-------- RECORDS SHOWN --------

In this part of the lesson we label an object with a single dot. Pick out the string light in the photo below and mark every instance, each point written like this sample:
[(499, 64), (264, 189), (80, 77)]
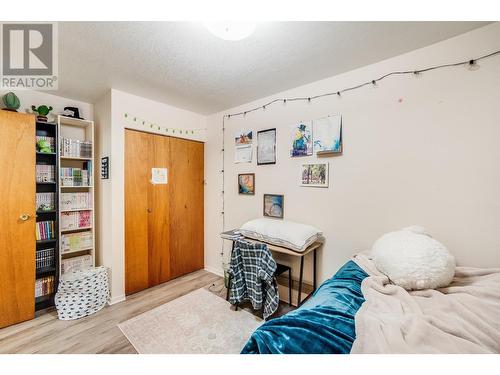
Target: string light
[(469, 64)]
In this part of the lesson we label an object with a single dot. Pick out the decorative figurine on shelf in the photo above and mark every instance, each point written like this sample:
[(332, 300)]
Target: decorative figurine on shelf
[(43, 146), (11, 101), (72, 112), (42, 111)]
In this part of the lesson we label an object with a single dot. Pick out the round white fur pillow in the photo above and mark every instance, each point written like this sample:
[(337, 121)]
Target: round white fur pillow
[(414, 260)]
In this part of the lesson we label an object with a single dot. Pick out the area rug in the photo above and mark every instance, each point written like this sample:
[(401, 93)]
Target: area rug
[(196, 323)]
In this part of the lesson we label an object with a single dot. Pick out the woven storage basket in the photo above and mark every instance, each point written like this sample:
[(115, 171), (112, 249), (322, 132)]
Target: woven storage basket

--------

● **PROBLEM**
The lines from the one with "Target: decorative figurine on shelf" through the final line of the data are to be reproduced exactly, both included, with no other lines.

● **WRITTEN ANSWER**
Target: decorative figurine on shelf
[(43, 146), (11, 101), (72, 112), (42, 111)]
In this part of the lesson we label an object with a single dot. Pick out the round white fur pillow in the photo above and mark every instance, each point written like this sample:
[(337, 121)]
Target: round white fur pillow
[(414, 260)]
In this part of the lesson we label an object with a single dot. Pick out the area rug in the photo above and mark every instance, each point written like this sample:
[(401, 93)]
Target: area rug
[(196, 323)]
In this part of the lesson we label an object with a single dot. Pick out the woven storage basket in the photo above and mark every instance, each point written like this sample:
[(115, 171), (112, 249), (322, 132)]
Target: woven storage basket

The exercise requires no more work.